Despite slowing economic growth, rising inflation and worries about a potential recession, workers remain relatively hard to come by—and it’s not totally clear why, according to The Wall Street Journal (subscription).
An economic puzzle: “Gross domestic product growth slipped into negative territory in the first half of the year. Borrowing costs have risen steeply as the Federal Reserve boosts interest rates in an attempt to reduce inflation. Even so, monthly payrolls have grown an average of 438,000 from January through August, nearly three times their 2019 pre-pandemic pace.”
- Many companies are still grappling with COVID-19-related staffing shortages.
- Though many businesses continue to hire, some economists say that to stay profitable, these firms will probably cancel openings in the near future rather than reduce their existing staffs.
Softening on the horizon: “The labor market should cool over the coming months, and we are already seeing signs of such softening in the employment data,” NAM Chief Economist Chad Moutray told us. “We know that manufacturers continue to struggle to find sufficient talent, holding back growth and hampering their ability to produce to meet demand.”
The numbers: Last month, the Federal Reserve Board forecasted that the unemployment rate, which was 3.7% in August, would rise to 4.4% in Q4 of next year, according to the Journal.
- Other economists expect a sharper rise in unemployment, according to the Journal, with one predicting more than 5% by the end of 2023.
Pandemic fallout: “Economists Robert J. Gordon and Hassan Sayed found that companies in sectors like construction, utilities and mining laid off too many workers during the 2020 lockdowns. With employment falling faster than sales, productivity—output per hour—jumped. As the economy reopened, the reverse occurred. Hiring outpaced sales, and productivity fell.”
A boon for workers: Employees are the ones benefiting from the situation. “Job switchers reaped annual pay increases of 8.4% in August, averaged over three months, up from a 5.8% annual rise at the start of this year, according to the Federal Reserve Bank of Atlanta.”
- The Federal Reserve is concerned that continued high wages will keep inflation elevated.
Interest rate backfire: Some prominent economists believe that it’s the Fed’s interest-rate raises that will hurt the economy, as they will undo “the widespread labor-market gains that stemmed from a historically fast rebound.”

**PARTS OF THE EXERCISE:**
[1] Repeat the part of the labor market article starting at "Despite slowing economic" and ending at "their existing staffs.".
[2] According to the labor market article, what unemployment rate did the Federal Reserve Board forecast for Q4 of next year?
Rely only on the labor market article.

Extracted data entries
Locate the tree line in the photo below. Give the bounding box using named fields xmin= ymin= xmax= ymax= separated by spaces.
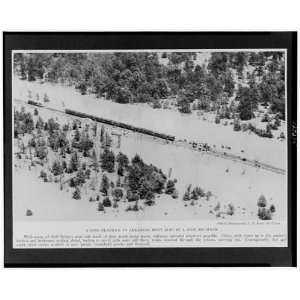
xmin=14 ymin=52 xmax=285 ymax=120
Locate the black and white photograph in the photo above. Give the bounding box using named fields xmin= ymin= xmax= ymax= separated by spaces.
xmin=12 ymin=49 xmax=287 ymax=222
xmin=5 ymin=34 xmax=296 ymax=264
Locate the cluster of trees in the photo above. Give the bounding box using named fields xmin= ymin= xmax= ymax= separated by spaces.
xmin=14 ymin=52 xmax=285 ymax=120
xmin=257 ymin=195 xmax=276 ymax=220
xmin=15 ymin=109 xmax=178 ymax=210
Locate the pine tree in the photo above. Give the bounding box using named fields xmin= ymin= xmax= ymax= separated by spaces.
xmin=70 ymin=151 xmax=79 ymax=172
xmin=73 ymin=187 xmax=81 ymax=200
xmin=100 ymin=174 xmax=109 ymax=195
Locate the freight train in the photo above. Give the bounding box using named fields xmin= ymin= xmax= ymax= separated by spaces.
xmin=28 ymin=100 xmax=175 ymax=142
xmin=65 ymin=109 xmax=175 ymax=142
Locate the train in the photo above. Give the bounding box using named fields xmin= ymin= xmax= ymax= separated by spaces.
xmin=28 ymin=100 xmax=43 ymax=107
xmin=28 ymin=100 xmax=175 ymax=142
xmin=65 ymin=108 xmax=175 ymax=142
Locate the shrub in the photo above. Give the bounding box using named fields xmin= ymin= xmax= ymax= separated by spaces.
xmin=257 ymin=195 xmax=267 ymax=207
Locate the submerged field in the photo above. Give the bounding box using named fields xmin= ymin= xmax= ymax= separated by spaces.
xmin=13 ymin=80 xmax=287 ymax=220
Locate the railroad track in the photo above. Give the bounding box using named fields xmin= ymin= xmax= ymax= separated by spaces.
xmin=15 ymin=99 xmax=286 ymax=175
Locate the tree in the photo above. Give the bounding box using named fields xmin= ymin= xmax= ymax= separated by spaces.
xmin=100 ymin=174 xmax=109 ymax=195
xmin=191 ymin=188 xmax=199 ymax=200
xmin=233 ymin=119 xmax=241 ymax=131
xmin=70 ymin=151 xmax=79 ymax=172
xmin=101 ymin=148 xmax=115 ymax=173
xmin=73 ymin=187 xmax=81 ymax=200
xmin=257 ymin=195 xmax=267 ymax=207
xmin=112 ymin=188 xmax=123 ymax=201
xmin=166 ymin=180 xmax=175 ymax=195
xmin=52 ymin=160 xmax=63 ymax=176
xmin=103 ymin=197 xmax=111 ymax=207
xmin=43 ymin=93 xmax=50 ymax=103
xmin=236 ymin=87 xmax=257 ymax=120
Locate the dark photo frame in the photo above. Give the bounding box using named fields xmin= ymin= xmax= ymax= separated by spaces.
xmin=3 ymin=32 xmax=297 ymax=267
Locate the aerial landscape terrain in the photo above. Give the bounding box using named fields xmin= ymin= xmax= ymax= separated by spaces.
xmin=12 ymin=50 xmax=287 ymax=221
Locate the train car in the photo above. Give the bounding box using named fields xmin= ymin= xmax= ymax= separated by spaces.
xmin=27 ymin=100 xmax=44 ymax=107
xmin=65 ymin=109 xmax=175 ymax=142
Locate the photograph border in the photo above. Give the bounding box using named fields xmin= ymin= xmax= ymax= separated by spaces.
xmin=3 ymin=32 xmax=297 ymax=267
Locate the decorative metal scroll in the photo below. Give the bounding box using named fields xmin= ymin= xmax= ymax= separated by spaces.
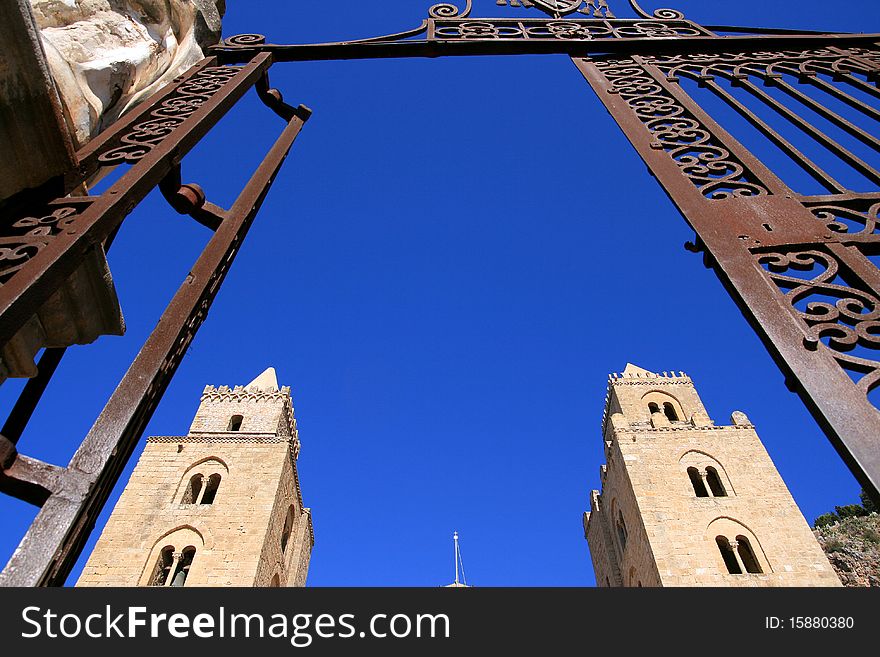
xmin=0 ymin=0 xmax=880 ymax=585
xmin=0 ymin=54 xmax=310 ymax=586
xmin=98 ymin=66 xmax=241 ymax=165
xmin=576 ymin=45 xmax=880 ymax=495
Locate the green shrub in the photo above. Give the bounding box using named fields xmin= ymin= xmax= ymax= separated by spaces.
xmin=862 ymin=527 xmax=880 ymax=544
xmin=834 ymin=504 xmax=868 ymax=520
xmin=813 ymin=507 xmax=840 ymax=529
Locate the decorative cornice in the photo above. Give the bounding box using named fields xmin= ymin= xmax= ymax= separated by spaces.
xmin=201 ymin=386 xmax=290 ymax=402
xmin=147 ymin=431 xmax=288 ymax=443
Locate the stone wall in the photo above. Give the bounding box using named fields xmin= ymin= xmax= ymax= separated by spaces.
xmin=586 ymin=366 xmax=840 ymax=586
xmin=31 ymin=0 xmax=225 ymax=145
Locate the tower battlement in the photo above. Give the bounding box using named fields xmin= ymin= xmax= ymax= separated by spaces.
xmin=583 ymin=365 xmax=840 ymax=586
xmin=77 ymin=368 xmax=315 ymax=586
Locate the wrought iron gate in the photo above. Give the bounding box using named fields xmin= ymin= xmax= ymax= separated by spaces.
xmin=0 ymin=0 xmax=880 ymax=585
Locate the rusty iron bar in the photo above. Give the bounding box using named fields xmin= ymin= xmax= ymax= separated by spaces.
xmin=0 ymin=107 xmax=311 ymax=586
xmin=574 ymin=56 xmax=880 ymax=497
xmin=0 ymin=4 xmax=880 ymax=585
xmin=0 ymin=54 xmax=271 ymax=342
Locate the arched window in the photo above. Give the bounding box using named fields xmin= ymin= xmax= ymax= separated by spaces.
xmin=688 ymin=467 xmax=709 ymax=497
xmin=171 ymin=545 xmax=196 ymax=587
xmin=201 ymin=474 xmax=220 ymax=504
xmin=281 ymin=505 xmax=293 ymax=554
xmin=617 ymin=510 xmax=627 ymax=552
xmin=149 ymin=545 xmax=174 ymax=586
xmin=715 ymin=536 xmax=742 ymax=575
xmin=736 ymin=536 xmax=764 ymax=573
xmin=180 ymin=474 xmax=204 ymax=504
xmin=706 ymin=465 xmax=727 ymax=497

--

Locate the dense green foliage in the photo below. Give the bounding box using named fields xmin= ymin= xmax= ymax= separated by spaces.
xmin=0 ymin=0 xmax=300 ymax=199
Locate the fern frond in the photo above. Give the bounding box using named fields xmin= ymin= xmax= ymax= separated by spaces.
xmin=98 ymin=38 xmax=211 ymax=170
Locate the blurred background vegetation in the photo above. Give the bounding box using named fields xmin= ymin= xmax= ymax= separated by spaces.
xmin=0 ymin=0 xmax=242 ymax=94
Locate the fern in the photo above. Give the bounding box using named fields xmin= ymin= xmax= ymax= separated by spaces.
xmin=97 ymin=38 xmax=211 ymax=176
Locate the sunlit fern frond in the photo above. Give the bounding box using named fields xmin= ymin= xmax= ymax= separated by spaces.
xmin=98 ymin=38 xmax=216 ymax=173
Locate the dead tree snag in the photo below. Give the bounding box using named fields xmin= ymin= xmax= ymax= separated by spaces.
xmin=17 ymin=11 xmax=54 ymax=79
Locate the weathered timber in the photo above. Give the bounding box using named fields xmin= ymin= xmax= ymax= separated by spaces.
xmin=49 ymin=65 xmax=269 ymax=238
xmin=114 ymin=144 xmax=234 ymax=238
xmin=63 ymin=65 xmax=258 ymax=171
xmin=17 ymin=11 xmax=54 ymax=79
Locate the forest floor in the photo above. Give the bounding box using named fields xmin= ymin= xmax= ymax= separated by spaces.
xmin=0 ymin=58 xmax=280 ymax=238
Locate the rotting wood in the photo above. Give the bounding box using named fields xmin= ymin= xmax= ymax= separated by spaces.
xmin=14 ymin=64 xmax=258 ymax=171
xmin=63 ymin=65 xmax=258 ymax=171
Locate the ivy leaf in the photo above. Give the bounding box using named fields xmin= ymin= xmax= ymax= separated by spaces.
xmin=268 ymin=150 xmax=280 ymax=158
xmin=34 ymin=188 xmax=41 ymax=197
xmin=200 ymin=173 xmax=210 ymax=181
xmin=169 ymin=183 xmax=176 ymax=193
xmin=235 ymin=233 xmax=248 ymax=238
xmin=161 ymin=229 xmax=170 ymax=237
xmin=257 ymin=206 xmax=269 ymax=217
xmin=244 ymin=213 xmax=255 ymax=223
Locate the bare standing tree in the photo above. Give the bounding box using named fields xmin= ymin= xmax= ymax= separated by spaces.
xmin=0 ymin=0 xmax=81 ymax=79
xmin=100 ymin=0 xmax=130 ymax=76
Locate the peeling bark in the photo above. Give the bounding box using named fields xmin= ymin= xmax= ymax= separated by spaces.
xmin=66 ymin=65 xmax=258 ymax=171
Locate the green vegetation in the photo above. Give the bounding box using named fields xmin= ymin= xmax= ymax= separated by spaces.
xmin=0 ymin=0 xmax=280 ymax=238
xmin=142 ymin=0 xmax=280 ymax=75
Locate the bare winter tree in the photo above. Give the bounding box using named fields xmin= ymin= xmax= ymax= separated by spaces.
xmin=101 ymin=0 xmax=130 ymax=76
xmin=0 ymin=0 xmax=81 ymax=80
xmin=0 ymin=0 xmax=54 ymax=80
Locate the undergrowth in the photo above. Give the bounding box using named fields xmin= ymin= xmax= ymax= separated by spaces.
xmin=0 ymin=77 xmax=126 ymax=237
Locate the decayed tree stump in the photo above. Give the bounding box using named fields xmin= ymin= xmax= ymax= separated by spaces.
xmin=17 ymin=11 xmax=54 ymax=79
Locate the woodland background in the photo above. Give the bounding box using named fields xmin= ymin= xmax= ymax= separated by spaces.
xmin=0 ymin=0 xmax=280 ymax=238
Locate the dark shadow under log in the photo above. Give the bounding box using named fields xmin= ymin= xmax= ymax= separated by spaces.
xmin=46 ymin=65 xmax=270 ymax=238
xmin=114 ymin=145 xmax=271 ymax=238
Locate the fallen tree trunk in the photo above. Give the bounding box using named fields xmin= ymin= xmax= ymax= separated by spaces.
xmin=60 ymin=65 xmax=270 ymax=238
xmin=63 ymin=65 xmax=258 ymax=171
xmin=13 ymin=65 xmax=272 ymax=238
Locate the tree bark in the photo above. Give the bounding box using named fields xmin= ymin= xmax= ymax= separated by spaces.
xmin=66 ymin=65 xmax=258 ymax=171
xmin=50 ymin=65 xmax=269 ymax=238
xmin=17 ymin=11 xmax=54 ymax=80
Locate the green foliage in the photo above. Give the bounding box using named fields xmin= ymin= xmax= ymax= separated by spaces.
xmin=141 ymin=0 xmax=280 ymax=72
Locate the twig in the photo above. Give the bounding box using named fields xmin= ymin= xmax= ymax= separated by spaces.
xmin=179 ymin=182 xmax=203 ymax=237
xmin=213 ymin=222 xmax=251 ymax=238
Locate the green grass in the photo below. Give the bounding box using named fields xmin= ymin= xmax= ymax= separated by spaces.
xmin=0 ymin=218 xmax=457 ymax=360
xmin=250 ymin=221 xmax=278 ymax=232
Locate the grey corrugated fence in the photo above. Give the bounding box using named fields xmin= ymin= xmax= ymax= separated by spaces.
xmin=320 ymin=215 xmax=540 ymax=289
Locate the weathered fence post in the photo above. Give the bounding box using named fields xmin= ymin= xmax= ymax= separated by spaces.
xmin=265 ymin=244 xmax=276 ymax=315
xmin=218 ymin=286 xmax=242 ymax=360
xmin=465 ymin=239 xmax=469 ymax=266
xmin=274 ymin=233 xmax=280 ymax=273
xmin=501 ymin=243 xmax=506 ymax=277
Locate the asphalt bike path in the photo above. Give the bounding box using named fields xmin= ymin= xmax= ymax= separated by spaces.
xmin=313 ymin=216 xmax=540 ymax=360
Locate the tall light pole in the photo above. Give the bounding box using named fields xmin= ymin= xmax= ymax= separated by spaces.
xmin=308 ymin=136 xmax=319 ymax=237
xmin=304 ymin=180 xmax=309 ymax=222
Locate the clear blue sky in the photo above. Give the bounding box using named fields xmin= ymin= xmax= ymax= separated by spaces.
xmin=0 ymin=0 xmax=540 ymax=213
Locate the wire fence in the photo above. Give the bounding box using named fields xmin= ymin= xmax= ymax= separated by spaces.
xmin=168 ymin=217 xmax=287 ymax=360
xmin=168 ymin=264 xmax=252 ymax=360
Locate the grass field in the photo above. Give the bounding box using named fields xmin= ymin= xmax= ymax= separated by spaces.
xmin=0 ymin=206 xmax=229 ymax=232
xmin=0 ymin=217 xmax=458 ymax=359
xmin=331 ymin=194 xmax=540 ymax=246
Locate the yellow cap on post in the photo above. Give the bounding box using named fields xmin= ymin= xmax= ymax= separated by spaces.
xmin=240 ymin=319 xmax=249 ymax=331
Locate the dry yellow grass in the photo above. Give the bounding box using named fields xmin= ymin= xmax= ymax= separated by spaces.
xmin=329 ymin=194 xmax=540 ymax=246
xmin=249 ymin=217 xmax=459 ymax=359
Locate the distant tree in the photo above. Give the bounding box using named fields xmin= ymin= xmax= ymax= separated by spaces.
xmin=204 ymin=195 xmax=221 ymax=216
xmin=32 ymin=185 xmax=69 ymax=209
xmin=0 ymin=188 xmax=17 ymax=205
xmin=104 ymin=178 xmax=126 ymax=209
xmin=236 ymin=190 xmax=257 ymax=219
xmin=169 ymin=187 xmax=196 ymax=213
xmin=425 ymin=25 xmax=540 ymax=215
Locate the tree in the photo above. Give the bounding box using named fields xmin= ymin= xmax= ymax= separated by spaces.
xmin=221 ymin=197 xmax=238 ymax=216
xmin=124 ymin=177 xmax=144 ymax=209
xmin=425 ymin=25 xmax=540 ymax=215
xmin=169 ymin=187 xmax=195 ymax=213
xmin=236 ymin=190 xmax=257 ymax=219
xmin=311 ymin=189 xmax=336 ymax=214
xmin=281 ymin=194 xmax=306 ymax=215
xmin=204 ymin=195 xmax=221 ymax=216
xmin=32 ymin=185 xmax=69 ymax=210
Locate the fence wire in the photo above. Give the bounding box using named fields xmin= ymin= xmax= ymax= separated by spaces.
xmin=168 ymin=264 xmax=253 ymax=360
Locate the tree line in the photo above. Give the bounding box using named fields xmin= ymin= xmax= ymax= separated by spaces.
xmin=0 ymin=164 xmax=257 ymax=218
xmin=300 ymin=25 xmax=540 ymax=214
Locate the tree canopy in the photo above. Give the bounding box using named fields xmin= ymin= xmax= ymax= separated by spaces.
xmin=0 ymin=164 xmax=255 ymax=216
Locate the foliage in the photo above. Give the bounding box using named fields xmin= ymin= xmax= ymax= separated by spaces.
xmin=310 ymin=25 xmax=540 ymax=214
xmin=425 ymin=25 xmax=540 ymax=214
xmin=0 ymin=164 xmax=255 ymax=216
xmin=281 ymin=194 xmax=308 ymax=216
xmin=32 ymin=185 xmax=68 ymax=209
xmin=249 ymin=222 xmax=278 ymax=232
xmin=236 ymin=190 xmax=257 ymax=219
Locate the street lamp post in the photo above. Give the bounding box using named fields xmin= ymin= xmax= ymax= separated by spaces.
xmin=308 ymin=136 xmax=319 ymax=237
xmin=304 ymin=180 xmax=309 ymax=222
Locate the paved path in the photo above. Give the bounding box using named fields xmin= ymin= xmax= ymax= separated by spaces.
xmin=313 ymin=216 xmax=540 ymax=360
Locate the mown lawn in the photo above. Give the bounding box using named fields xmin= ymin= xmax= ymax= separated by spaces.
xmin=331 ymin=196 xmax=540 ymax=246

**ANSWERS IN ORDER:**
[1]
Despite slowing economic growth, rising inflation and worries about a potential recession, workers remain relatively hard to come by—and it’s not totally clear why, according to The Wall Street Journal (subscription).
An economic puzzle: “Gross domestic product growth slipped into negative territory in the first half of the year. Borrowing costs have risen steeply as the Federal Reserve boosts interest rates in an attempt to reduce inflation. Even so, monthly payrolls have grown an average of 438,000 from January through August, nearly three times their 2019 pre-pandemic pace.”
- Many companies are still grappling with COVID-19-related staffing shortages.
- Though many businesses continue to hire, some economists say that to stay profitable, these firms will probably cancel openings in the near future rather than reduce their existing staffs.

[2] 4.4%